WORK REQUEST: From the line containing "Could you point" to the end of the records below, output each line exactly; include both ends and nothing else.

(Region pointing data)
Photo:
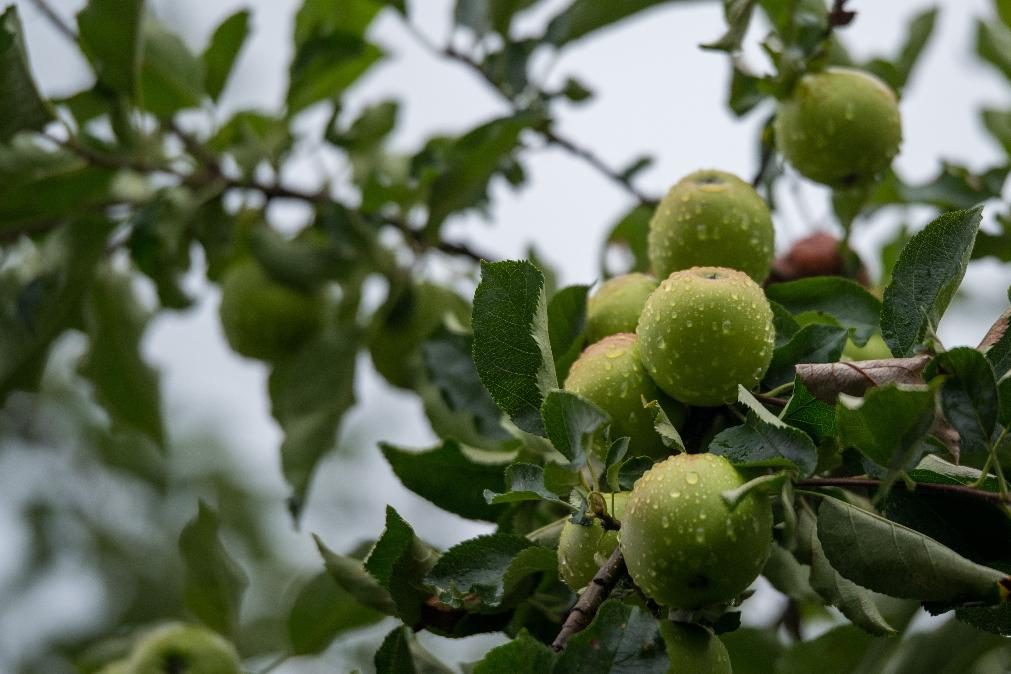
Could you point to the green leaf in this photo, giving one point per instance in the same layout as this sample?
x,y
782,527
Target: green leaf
x,y
898,561
171,77
968,395
888,424
525,482
111,37
352,576
126,386
308,401
925,278
322,610
512,348
23,107
571,422
622,638
450,476
474,572
566,320
212,582
219,57
764,441
582,17
812,344
523,654
810,414
830,299
331,51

SOLUTION TO THIS EXERCISE:
Could you point to the green leaf in this photo, giving one point per instance in the same layout as this sample?
x,y
782,527
Target: green leaf
x,y
898,561
171,77
968,395
888,424
525,482
111,37
352,576
126,386
308,401
925,278
322,610
512,348
23,107
571,422
622,638
450,476
474,572
566,320
212,582
219,57
764,441
582,17
812,344
523,654
810,414
830,299
331,51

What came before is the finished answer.